Texto selecionado
○ ○ ○ ○ ○

1. A BUSCA DO RECONHECIMENTO DO VALOR INERENTE DOS “ANIMAIS NÃO HUMANOS”: OS BIOCENTRISMOS.
Os tipos de biocentrismo representam um movimento teórico e prático com pretensão de “expansão da comunidade moral para além da humanidade”.18 Admitem que todas as formas de vida carregam em si intrínseca valoração (igualitária ou não), ou que o status moral pertence somente a uma parte dos animais, com base no critério da senciência. Discorreremos, em tópicos apartados, sobre os tipos de biocentrismo.
1.1. BIOCENTRISMO IGUALITÁRIO.
O biocentrismo pode ser do tipo igualitário, segundo o qual todos os organismos vivos possuem um bem próprio objetivamente verificável e de igual valor pelo só fato de serem centros teleológicos de vida, o que, na visão de Paul Taylor, na obra Respect for Nature, publicada em 1989:
significa dizer que seu funcionamento interno, bem como suas atividades externas, são todos orientados a um determinado fim, possuindo a tendência constante de manter a existência do organismo através do tempo e de habilitá-lo exitosamente a executar aquelas operações biológicas por meio das quais reproduz sua espécie e se adapta continuamente a eventos e condições ambientais mutáveis.19
Para a perspectiva biocêntrica igualitária, o valor intrínseco dos organismos vivos independe de eventuais estados mentais relacionados ao prazer e ao sofrimento, sendo o critério baseado na vida o único não arbitrário. Isso quer significar que a senciência, que diz respeito às experiências primárias de prazer e dor, seria tão somente um dos meios possíveis para a apreensão das informações ambientais, não constituindo, em si mesma, um critério (muito menos o único) de considerabilidade moral20. Taylor reconheceu, todavia, que a suscetibilidade para a dor faz do sofrimento um mal intrínseco para os seres sencientes, não um critério que confere aos animais sencientes valor intrínseco superior aos não sencientes.21
Essa perspectiva levou Taylor a concluir que as entidades com valor próprio merecem igual consideração moral, que nenhuma espécie deve ser tida como superior, tampouco tratada como um meio para o atingimento de finalidades exclusivamente humanas, e que os agentes morais possuem um dever prima facie de promover o bem próprio de todos os organismo vivos como um fim em si mesmo.22 Os humanos, para a ética biocêntrica de Taylor, não seriam inerentemente superiores aos demais seres vivos, mas membros da “Comunidade de Vida da Terra”.23
Taylor elaborou um complexo sistema de solução de situações de conflito, mas sua ética não esteve imune a críticas. Desjardins, a propósito, pontua: “É difícil imaginar como deveríamos proceder se partíssemos seriamente do ponto de que todas as formas de vida merecem consideração equivalente”.24 Passmore, na mesma senda, adverte: “o princípio (...) de evitar lesar todas as coisas vivas (...) é excessivamente aberto e exigente. Isso hoje é bastante claro com o conhecimento científico a respeito dos micro-organismos que nos rodeiam a todo instante. Ao respirar, beber, excretar, nós matamos. Matamos pelo mero fato de estarmos vivos”. Analisando a ética tayloriana e as críticas a ela dirigidas, Lourenço concluiu:
A postulação de uma ética biocêntrica que pretenda afirmar igual valor para todos os seres vivos seria de fato tão complexa que poderia levar a impedir-nos de agir no mundo real, na medida em que, a toda fração de segundo, deveríamos estar preocupados em levar em consideração os interesses dos seres vivos envolvidos em nosso agir.25
1.2. BIOCENTRISMO NÃO IGUALITÁRIO.

○ ○ ○ ○ ○

Entradas de rotulagem de localização em imagens
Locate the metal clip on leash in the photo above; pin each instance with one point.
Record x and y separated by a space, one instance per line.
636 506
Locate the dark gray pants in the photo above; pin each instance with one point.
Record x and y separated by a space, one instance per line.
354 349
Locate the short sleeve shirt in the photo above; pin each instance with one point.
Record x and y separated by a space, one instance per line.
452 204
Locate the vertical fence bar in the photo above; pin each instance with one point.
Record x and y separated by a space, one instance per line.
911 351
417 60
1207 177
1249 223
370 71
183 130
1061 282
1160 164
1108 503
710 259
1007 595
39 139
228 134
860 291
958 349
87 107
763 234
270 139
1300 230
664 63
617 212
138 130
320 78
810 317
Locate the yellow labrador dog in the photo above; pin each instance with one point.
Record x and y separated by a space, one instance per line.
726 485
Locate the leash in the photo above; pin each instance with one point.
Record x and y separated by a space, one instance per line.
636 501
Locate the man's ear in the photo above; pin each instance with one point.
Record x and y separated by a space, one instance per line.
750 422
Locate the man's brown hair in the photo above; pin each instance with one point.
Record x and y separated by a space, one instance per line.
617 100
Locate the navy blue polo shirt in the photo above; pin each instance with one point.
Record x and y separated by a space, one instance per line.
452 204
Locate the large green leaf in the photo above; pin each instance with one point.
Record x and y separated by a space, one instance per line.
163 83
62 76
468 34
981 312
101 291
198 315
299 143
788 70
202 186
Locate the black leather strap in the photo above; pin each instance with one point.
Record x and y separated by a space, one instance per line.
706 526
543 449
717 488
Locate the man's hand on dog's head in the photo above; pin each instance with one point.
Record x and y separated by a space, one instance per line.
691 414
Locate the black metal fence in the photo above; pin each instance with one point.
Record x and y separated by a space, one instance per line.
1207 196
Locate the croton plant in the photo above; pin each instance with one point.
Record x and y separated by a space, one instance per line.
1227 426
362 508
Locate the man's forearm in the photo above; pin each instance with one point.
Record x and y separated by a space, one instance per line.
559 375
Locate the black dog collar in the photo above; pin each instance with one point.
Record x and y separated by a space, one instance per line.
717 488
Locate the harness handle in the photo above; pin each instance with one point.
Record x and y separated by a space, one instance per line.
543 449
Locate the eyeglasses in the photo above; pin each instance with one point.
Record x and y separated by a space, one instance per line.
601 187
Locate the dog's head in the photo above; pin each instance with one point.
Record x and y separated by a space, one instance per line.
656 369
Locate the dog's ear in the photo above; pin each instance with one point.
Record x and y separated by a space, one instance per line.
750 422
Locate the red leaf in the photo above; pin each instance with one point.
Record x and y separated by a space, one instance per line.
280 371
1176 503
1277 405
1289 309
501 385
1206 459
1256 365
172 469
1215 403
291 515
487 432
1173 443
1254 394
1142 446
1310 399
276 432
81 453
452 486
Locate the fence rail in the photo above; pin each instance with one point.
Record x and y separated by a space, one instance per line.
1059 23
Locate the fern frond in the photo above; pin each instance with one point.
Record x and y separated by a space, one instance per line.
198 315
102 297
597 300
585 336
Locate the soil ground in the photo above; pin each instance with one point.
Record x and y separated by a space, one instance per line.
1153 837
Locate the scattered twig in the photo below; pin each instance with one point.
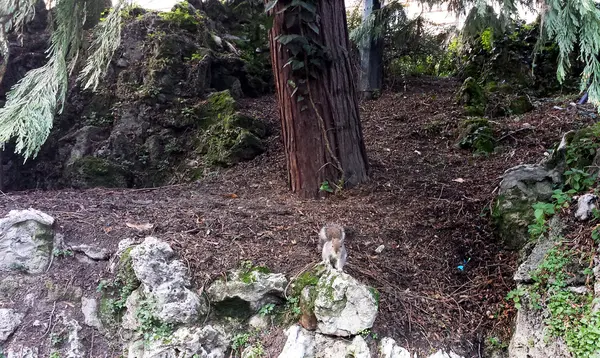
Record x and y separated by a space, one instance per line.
50 320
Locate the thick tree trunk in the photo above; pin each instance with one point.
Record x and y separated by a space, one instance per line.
371 53
306 133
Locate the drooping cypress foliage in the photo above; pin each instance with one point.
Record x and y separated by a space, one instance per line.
33 102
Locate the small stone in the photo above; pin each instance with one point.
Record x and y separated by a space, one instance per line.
122 62
22 352
259 321
581 290
10 320
89 308
93 253
389 349
585 207
26 240
300 343
75 348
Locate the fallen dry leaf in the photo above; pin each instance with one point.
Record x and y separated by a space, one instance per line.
140 227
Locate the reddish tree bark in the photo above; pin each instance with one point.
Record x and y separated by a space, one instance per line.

○ ○ ○ ○ ○

Pedido escrito 1
Indique se cada afirmação a seguir está de acordo com o texto sobre biocentrismo, respondendo sim ou não e citando literalmente as palavras do texto que decidem a questão: (a) A obra Respect for Nature, de Paul Taylor, foi publicada em 1989. (b) Para a perspectiva biocêntrica igualitária, a senciência é o único critério de considerabilidade moral. (c) Passmore considera excessivamente aberto e exigente o princípio de evitar lesar todas as coisas vivas.
Pedido escrito 2
Duplique o trecho do texto sobre biocentrismo entre "1. A BUSCA DO" e "1.1. BIOCENTRISMO IGUALITÁRIO.", inclusive.

Solução do problema 1
(a) Sim: "na obra Respect for Nature, publicada em 1989".
(b) Não: "não constituindo, em si mesma, um critério (muito menos o único) de considerabilidade moral".
(c) Sim: "o princípio (...) de evitar lesar todas as coisas vivas (...) é excessivamente aberto e exigente".

Solução do problema 2
1. A BUSCA DO RECONHECIMENTO DO VALOR INERENTE DOS “ANIMAIS NÃO HUMANOS”: OS BIOCENTRISMOS.
Os tipos de biocentrismo representam um movimento teórico e prático com pretensão de “expansão da comunidade moral para além da humanidade”.18 Admitem que todas as formas de vida carregam em si intrínseca valoração (igualitária ou não), ou que o status moral pertence somente a uma parte dos animais, com base no critério da senciência. Discorreremos, em tópicos apartados, sobre os tipos de biocentrismo.
1.1. BIOCENTRISMO IGUALITÁRIO.